▶ OBJECTIVE
Return every line in the collected data below that contains the word "number".

[Collected data]
********************
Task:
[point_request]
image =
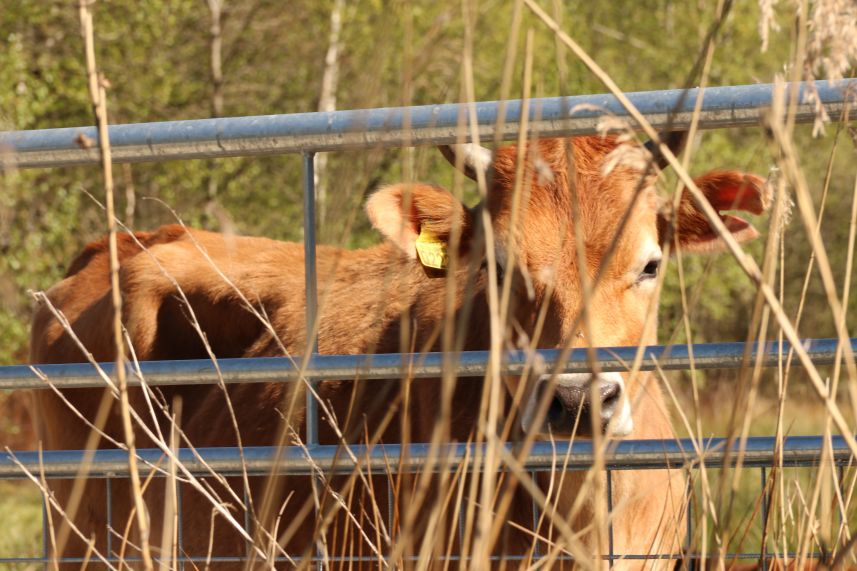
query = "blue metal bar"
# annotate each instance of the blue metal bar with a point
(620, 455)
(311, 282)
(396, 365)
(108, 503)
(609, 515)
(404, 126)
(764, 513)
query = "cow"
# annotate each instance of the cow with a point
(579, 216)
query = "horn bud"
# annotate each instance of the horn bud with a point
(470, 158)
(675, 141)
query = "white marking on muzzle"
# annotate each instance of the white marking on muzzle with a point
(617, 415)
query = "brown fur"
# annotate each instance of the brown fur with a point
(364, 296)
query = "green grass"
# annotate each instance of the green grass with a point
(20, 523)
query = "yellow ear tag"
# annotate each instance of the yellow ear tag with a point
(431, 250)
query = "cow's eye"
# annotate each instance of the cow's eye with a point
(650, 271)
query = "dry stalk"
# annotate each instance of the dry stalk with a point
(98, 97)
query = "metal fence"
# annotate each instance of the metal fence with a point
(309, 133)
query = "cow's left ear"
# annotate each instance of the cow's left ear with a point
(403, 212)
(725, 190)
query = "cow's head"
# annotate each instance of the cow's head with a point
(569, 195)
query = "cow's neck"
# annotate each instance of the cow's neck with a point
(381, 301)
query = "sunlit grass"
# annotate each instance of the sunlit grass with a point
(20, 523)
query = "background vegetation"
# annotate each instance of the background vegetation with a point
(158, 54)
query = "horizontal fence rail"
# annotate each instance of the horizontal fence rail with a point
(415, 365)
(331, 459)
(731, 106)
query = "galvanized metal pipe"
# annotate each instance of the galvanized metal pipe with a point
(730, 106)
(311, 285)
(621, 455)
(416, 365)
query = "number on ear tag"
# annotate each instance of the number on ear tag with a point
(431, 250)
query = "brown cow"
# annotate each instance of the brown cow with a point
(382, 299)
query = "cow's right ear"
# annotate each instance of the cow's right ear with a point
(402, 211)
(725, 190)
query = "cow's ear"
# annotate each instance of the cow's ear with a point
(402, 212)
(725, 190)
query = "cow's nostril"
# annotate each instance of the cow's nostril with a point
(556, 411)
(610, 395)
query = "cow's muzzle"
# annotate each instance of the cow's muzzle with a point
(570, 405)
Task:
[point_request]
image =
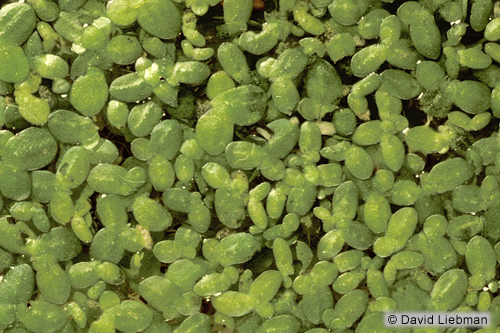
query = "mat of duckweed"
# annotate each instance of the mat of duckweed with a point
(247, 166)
********************
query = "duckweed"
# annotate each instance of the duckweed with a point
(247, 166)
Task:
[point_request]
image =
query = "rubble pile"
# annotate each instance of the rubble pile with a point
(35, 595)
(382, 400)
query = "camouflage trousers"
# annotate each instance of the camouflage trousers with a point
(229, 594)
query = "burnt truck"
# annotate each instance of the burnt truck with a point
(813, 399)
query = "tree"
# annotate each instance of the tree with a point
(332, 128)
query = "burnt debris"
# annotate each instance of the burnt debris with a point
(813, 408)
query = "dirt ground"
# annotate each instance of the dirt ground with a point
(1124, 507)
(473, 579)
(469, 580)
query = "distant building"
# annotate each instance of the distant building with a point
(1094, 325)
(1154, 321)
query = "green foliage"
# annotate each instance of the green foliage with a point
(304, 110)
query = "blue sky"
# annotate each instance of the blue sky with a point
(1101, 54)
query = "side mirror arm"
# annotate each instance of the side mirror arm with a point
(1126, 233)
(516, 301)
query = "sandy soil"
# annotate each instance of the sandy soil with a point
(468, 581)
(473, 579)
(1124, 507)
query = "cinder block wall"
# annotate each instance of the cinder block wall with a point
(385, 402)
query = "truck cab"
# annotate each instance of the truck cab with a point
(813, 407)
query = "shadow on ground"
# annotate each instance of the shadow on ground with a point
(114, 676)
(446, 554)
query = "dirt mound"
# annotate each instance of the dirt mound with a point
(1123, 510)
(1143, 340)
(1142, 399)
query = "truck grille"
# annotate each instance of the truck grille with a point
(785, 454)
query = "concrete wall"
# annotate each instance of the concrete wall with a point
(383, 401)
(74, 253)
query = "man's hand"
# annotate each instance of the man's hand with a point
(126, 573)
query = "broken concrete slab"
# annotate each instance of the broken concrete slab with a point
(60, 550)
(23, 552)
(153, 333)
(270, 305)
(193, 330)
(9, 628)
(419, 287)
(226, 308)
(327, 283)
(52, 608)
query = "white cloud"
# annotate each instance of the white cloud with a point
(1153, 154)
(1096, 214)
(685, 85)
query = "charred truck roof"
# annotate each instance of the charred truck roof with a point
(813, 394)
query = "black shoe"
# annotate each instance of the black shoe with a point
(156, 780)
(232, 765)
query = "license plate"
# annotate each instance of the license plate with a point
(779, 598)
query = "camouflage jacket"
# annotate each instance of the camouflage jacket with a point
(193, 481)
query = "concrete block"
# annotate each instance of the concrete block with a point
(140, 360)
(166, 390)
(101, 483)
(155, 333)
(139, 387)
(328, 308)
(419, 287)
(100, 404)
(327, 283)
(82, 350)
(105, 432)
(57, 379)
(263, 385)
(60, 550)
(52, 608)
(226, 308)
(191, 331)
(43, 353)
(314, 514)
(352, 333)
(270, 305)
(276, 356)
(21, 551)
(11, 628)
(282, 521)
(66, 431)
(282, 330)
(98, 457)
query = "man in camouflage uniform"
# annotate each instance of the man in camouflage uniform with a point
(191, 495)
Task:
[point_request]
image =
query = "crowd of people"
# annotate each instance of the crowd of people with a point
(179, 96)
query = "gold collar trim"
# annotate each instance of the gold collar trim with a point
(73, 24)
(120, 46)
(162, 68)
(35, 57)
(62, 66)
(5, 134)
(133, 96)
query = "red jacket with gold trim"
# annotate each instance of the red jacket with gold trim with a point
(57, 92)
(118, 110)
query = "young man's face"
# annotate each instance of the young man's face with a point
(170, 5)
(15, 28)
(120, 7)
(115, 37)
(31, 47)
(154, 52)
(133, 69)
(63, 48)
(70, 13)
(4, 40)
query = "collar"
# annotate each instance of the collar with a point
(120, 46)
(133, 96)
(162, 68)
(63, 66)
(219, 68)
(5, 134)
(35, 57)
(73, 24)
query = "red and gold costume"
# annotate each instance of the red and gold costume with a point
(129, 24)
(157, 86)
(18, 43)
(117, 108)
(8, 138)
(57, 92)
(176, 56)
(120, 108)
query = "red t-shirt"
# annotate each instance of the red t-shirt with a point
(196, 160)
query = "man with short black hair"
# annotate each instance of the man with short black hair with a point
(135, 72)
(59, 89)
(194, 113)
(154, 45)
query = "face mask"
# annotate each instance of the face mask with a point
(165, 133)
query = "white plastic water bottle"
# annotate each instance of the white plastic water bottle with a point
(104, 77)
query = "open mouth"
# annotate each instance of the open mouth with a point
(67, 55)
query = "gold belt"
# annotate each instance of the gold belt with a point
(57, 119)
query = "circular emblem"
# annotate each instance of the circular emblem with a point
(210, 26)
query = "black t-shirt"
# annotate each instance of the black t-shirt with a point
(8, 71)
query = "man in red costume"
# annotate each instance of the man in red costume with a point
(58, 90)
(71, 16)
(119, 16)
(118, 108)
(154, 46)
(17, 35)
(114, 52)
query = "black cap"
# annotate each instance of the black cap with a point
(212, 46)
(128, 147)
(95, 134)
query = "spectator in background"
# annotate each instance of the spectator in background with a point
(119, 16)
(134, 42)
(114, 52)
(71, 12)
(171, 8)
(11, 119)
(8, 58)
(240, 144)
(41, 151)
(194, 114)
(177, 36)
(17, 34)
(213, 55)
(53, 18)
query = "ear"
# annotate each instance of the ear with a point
********************
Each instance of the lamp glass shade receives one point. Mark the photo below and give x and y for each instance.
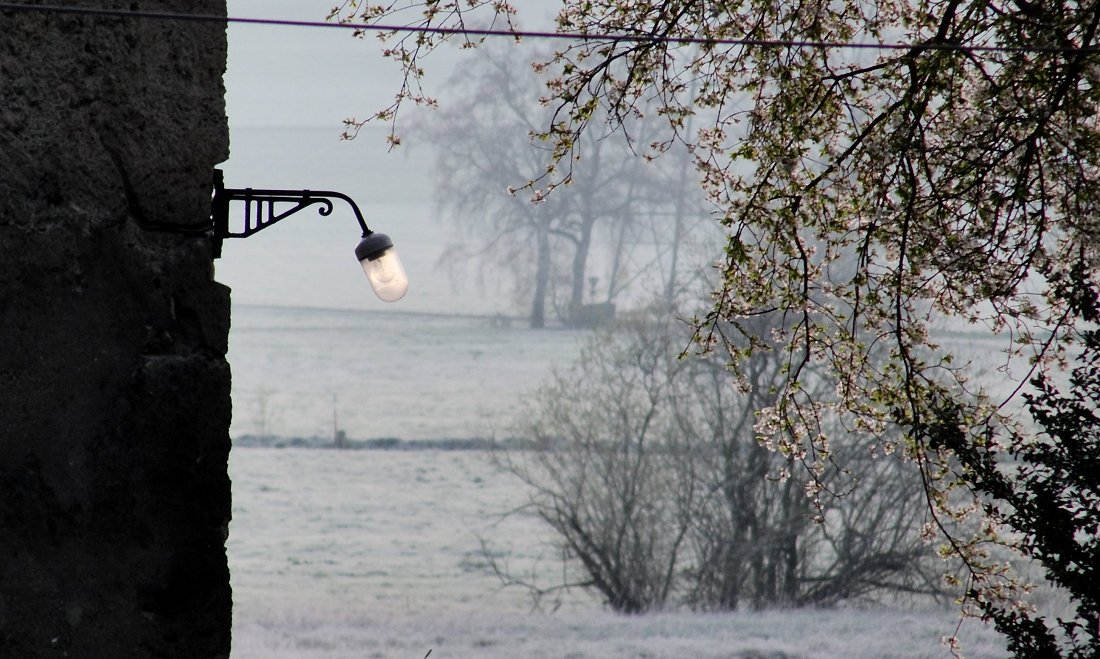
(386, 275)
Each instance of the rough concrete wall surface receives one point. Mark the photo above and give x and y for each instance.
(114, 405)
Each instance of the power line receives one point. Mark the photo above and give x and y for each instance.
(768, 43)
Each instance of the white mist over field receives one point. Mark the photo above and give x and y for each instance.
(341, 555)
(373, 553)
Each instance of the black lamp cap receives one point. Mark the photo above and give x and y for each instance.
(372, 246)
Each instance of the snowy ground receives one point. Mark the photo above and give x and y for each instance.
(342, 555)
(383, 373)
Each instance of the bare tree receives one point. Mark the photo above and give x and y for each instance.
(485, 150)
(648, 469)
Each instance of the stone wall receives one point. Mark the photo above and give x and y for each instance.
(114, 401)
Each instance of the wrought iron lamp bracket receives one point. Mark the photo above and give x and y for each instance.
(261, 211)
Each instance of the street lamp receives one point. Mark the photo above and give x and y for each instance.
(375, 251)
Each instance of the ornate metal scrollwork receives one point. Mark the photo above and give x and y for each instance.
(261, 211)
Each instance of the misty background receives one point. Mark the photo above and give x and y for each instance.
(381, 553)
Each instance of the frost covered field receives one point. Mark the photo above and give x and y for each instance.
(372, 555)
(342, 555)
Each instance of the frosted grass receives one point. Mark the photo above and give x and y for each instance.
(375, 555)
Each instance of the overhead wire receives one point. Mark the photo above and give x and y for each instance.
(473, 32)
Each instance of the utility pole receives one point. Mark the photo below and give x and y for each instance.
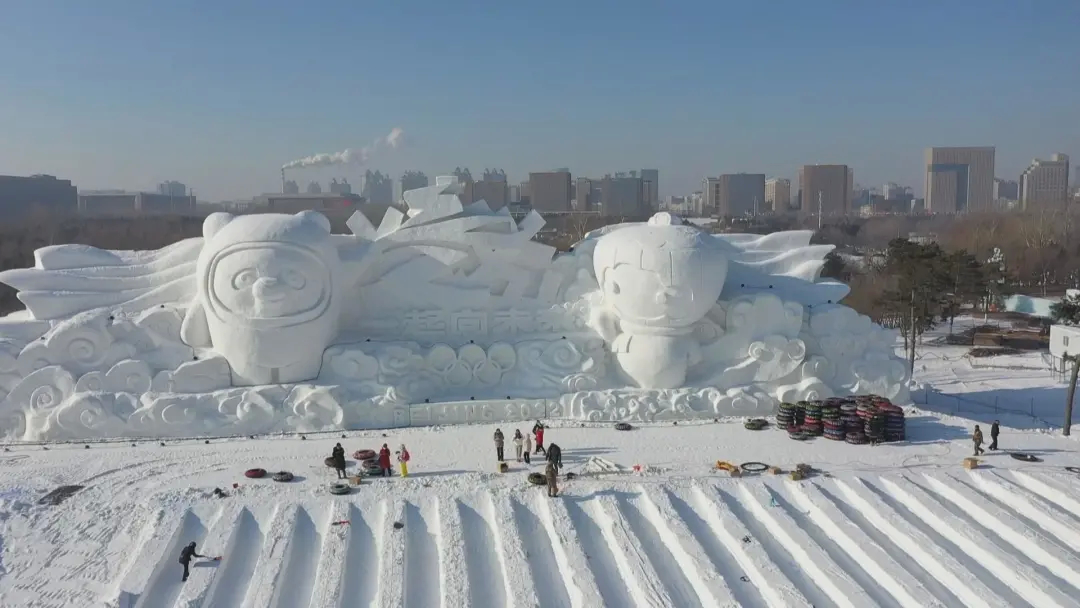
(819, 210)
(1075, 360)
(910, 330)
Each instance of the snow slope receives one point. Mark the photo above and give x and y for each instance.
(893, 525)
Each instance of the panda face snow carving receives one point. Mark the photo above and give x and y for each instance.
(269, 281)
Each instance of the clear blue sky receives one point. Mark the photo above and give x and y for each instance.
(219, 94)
********************
▶ RIGHT ANSWER
query = "number on ear tag"
# annotate each instance of the number on ear tag with a point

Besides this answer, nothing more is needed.